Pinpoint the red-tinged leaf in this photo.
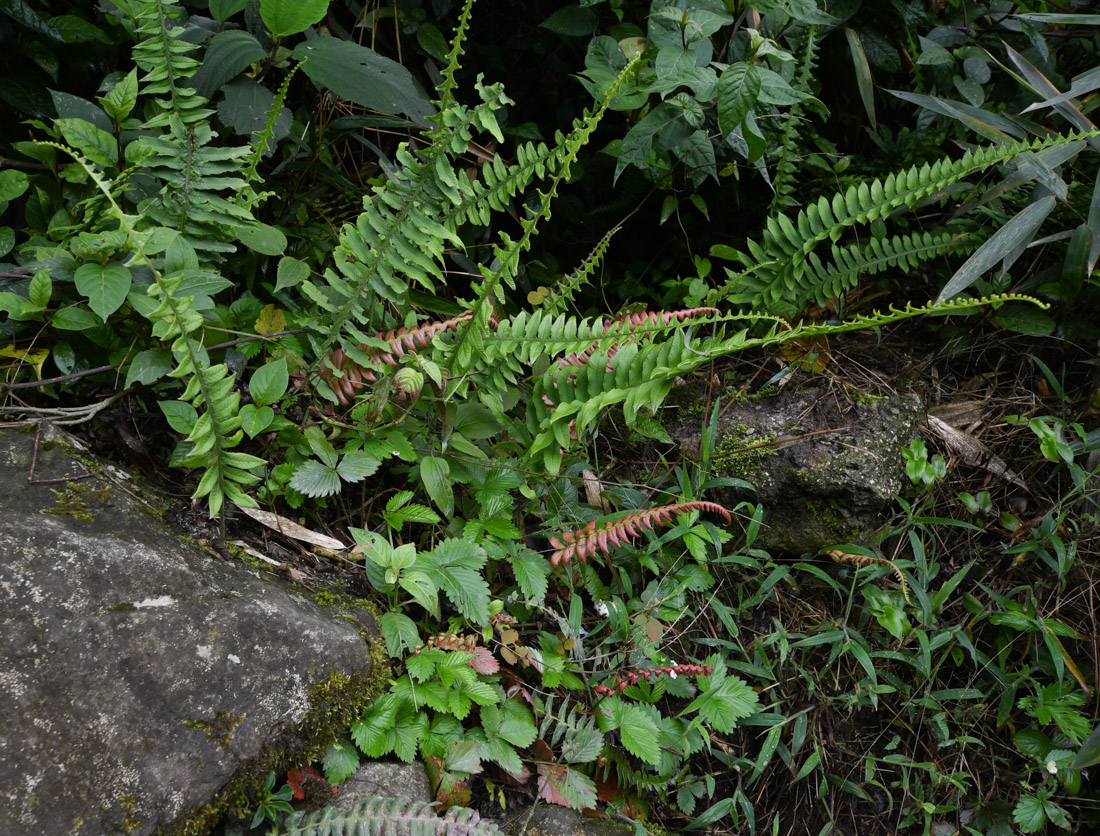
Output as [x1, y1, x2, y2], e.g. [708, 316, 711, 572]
[286, 767, 306, 801]
[550, 499, 732, 565]
[466, 647, 501, 673]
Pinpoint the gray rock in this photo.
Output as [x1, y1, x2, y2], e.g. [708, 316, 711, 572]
[0, 428, 386, 836]
[332, 760, 433, 810]
[671, 386, 924, 554]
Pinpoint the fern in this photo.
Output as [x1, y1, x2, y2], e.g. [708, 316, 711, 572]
[708, 132, 1100, 308]
[770, 26, 817, 213]
[550, 499, 732, 565]
[541, 223, 623, 314]
[281, 799, 504, 836]
[825, 549, 912, 604]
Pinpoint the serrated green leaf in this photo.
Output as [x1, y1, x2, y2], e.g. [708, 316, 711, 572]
[381, 613, 420, 658]
[619, 704, 661, 767]
[337, 450, 382, 484]
[420, 455, 454, 517]
[74, 262, 133, 322]
[249, 358, 290, 406]
[508, 546, 550, 604]
[290, 460, 340, 497]
[398, 570, 442, 618]
[260, 0, 329, 41]
[321, 738, 359, 784]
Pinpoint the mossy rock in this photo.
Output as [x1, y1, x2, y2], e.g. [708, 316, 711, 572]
[0, 430, 389, 835]
[669, 386, 924, 554]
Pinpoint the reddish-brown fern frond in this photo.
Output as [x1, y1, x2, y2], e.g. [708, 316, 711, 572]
[615, 308, 718, 329]
[558, 308, 718, 372]
[550, 499, 730, 565]
[321, 310, 497, 406]
[825, 549, 913, 604]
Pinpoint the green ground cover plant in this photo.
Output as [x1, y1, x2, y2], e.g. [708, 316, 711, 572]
[0, 0, 1100, 834]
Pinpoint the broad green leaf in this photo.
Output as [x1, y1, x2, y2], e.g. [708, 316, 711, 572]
[50, 305, 102, 331]
[1069, 726, 1100, 769]
[381, 613, 420, 658]
[249, 358, 290, 406]
[1012, 795, 1046, 833]
[718, 62, 760, 135]
[54, 119, 119, 168]
[210, 0, 249, 23]
[189, 29, 266, 99]
[508, 547, 550, 604]
[260, 0, 329, 41]
[321, 739, 359, 784]
[420, 455, 454, 517]
[0, 168, 31, 201]
[619, 703, 661, 766]
[99, 67, 138, 124]
[615, 101, 694, 179]
[26, 270, 54, 310]
[294, 37, 436, 121]
[50, 90, 114, 134]
[74, 262, 132, 322]
[936, 195, 1056, 304]
[241, 404, 275, 438]
[275, 255, 309, 293]
[0, 227, 15, 259]
[125, 349, 175, 389]
[218, 76, 294, 142]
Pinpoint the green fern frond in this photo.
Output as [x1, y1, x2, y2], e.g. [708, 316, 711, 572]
[281, 799, 504, 836]
[139, 114, 253, 254]
[437, 0, 474, 111]
[241, 62, 304, 191]
[716, 132, 1100, 308]
[541, 223, 623, 314]
[528, 294, 1048, 473]
[130, 0, 213, 128]
[43, 142, 264, 517]
[769, 26, 817, 215]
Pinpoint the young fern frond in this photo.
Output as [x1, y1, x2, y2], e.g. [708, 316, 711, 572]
[550, 499, 733, 565]
[825, 549, 913, 604]
[726, 132, 1097, 308]
[769, 26, 817, 215]
[279, 799, 504, 836]
[540, 223, 623, 314]
[44, 142, 264, 517]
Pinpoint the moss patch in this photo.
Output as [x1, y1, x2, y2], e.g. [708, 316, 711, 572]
[164, 595, 389, 836]
[41, 482, 111, 523]
[714, 424, 779, 479]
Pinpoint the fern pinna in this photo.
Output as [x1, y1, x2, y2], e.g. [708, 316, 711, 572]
[707, 132, 1096, 309]
[550, 499, 733, 565]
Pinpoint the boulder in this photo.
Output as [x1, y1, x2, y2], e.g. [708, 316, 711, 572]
[671, 385, 925, 554]
[0, 427, 388, 836]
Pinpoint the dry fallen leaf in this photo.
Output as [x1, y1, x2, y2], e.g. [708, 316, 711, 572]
[241, 508, 348, 551]
[928, 415, 1031, 493]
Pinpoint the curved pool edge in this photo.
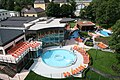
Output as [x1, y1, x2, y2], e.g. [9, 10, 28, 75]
[42, 49, 77, 68]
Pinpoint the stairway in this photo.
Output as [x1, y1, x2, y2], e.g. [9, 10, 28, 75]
[0, 65, 16, 77]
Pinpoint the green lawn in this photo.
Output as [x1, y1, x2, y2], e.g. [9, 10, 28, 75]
[69, 22, 75, 28]
[88, 49, 120, 76]
[86, 70, 112, 80]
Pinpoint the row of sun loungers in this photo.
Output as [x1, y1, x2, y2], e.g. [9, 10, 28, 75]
[63, 65, 86, 77]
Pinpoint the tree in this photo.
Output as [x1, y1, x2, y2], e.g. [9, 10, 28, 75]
[69, 0, 76, 12]
[109, 20, 120, 53]
[61, 4, 73, 17]
[46, 2, 60, 17]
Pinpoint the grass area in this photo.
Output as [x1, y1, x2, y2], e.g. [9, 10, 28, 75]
[88, 49, 120, 76]
[86, 70, 112, 80]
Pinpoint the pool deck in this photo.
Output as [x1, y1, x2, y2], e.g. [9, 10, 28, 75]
[30, 41, 91, 78]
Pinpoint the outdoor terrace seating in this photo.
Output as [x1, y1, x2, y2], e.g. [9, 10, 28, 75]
[7, 41, 40, 58]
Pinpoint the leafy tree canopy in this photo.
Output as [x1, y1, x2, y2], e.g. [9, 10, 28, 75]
[109, 20, 120, 53]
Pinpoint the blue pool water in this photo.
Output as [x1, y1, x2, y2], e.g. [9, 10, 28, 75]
[70, 30, 80, 39]
[100, 30, 110, 37]
[42, 49, 76, 67]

Written exercise: Please render every row above as a JSON list of strings, one string per line, skipping blank lines and leaving out the pictures.

Solution for this task:
[
  "Pinpoint the red-tinged leaf in this photo.",
  "Output as [x1, y1, x2, y2], e.g. [708, 316, 711, 572]",
  "[286, 767, 306, 801]",
  "[550, 499, 732, 565]",
  "[466, 647, 501, 673]",
  "Pinpoint the gray rock in this photo.",
  "Output as [x1, y1, x2, y2], e.g. [708, 316, 711, 572]",
  "[0, 428, 386, 836]",
  "[332, 760, 433, 810]",
  "[671, 386, 924, 554]",
  "Pinpoint the fern in this photo.",
  "Output as [x1, y1, x2, y2], e.g. [708, 316, 711, 572]",
  "[708, 132, 1100, 308]",
  "[770, 26, 817, 213]",
  "[550, 499, 732, 565]",
  "[541, 223, 623, 314]",
  "[281, 799, 504, 836]",
  "[825, 549, 912, 604]",
  "Pinpoint the serrated green leaf in this photo.",
  "Output as [x1, y1, x2, y2], e.g. [708, 316, 711, 572]",
  "[381, 613, 420, 658]",
  "[619, 704, 661, 767]",
  "[337, 450, 382, 484]",
  "[420, 455, 454, 517]",
  "[74, 262, 133, 322]",
  "[249, 358, 290, 406]",
  "[508, 546, 550, 604]",
  "[290, 460, 340, 497]",
  "[398, 570, 442, 618]",
  "[260, 0, 329, 41]",
  "[321, 738, 359, 784]",
  "Pinpoint the mossy rock in this photo.",
  "Output as [x1, y1, x2, y2], e.g. [708, 316, 711, 572]",
  "[0, 430, 389, 835]",
  "[669, 386, 924, 554]",
  "Pinpoint the reddish-brown fern frond in this photo.",
  "Output as [x1, y1, x2, y2], e.g. [708, 316, 711, 572]",
  "[615, 308, 718, 329]",
  "[558, 308, 718, 372]",
  "[550, 499, 730, 565]",
  "[321, 310, 497, 406]",
  "[825, 549, 913, 604]",
  "Pinpoint the green ground cover plant in this photo.",
  "Output as [x1, y1, x2, y2], e.g. [708, 316, 711, 572]",
  "[0, 0, 1100, 834]",
  "Pinpoint the broad green leaf in this photo.",
  "Output as [x1, y1, x2, y2], e.g. [708, 316, 711, 572]",
  "[50, 305, 102, 331]",
  "[1069, 726, 1100, 769]",
  "[381, 613, 420, 658]",
  "[249, 358, 290, 406]",
  "[1012, 795, 1046, 833]",
  "[718, 62, 760, 135]",
  "[54, 119, 119, 168]",
  "[210, 0, 249, 23]",
  "[189, 29, 266, 99]",
  "[508, 547, 550, 604]",
  "[260, 0, 329, 41]",
  "[321, 739, 359, 784]",
  "[420, 455, 454, 517]",
  "[0, 168, 31, 201]",
  "[619, 703, 661, 766]",
  "[99, 67, 138, 124]",
  "[615, 101, 694, 179]",
  "[26, 270, 54, 310]",
  "[294, 37, 436, 121]",
  "[50, 90, 114, 134]",
  "[74, 262, 132, 322]",
  "[936, 195, 1056, 304]",
  "[241, 404, 275, 438]",
  "[275, 255, 309, 293]",
  "[0, 227, 15, 259]",
  "[125, 349, 175, 389]",
  "[218, 76, 294, 142]",
  "Pinpoint the green fern frond in this photo.",
  "Output as [x1, y1, x2, y2], e.g. [708, 316, 711, 572]",
  "[281, 799, 504, 836]",
  "[139, 114, 253, 254]",
  "[437, 0, 474, 111]",
  "[241, 62, 304, 191]",
  "[716, 132, 1100, 308]",
  "[541, 223, 623, 314]",
  "[528, 294, 1048, 473]",
  "[130, 0, 213, 128]",
  "[43, 142, 264, 517]",
  "[769, 26, 817, 215]",
  "Pinpoint the young fern frond in this photo.",
  "Output as [x1, y1, x2, y2], e.g. [708, 316, 711, 572]",
  "[550, 499, 733, 565]",
  "[825, 549, 913, 604]",
  "[726, 132, 1097, 308]",
  "[769, 26, 817, 215]",
  "[279, 799, 504, 836]",
  "[540, 223, 623, 314]",
  "[44, 142, 264, 517]",
  "Pinpoint the moss patch in this photo.",
  "Output as [x1, y1, x2, y2], e.g. [708, 316, 711, 572]",
  "[164, 595, 389, 836]",
  "[41, 482, 111, 523]",
  "[714, 424, 779, 479]",
  "Pinpoint the fern pinna in this photo.",
  "Output as [x1, y1, x2, y2], e.g. [708, 316, 711, 572]",
  "[707, 132, 1096, 309]",
  "[550, 499, 733, 565]",
  "Pinpoint the boulder in this photo.",
  "Output as [x1, y1, x2, y2], e.g. [708, 316, 711, 572]",
  "[671, 385, 925, 554]",
  "[0, 427, 388, 836]",
  "Pinpoint the dry fallen leaf in this photo.",
  "Output as [x1, y1, x2, y2], e.g. [708, 316, 711, 572]",
  "[241, 508, 348, 551]",
  "[928, 415, 1031, 493]",
  "Pinpoint the curved pool edge in this photo.",
  "Output as [x1, y1, x2, y2], e.g. [9, 10, 28, 75]",
  "[42, 49, 77, 68]",
  "Pinpoint the stairway in this photo.",
  "Output as [x1, y1, x2, y2], e.g. [9, 10, 28, 75]",
  "[0, 65, 16, 77]",
  "Pinpoint the green lawn in this photo.",
  "Output as [x1, y1, x2, y2], e.g. [9, 10, 28, 75]",
  "[69, 22, 75, 28]",
  "[88, 49, 120, 76]",
  "[86, 70, 112, 80]",
  "Pinpoint the row of sun loungers in this photo.",
  "Output as [x1, y1, x2, y2], e.g. [9, 10, 28, 75]",
  "[63, 65, 86, 77]",
  "Pinpoint the tree in this photo.",
  "Output as [x1, y1, x2, y2], e.g. [9, 10, 28, 75]",
  "[69, 0, 76, 12]",
  "[109, 20, 120, 53]",
  "[61, 4, 73, 17]",
  "[46, 2, 60, 17]",
  "Pinpoint the grass area in this photo.",
  "Output as [x1, y1, x2, y2], e.g. [9, 10, 28, 75]",
  "[88, 49, 120, 76]",
  "[86, 70, 112, 80]",
  "Pinpoint the pool deck in this photo.",
  "Output as [x1, y1, x2, y2], e.g. [9, 10, 28, 75]",
  "[30, 41, 91, 78]",
  "Pinpoint the outdoor terrace seating in this photo.",
  "Output as [x1, y1, x2, y2], e.g. [9, 10, 28, 75]",
  "[7, 41, 40, 58]",
  "Pinpoint the leafy tree canopy in this photo.",
  "Output as [x1, y1, x2, y2], e.g. [9, 10, 28, 75]",
  "[109, 20, 120, 53]",
  "Pinpoint the blue pool water in this photo.",
  "Output as [x1, y1, x2, y2], e.g. [9, 10, 28, 75]",
  "[70, 30, 80, 39]",
  "[100, 30, 110, 37]",
  "[42, 49, 76, 67]"
]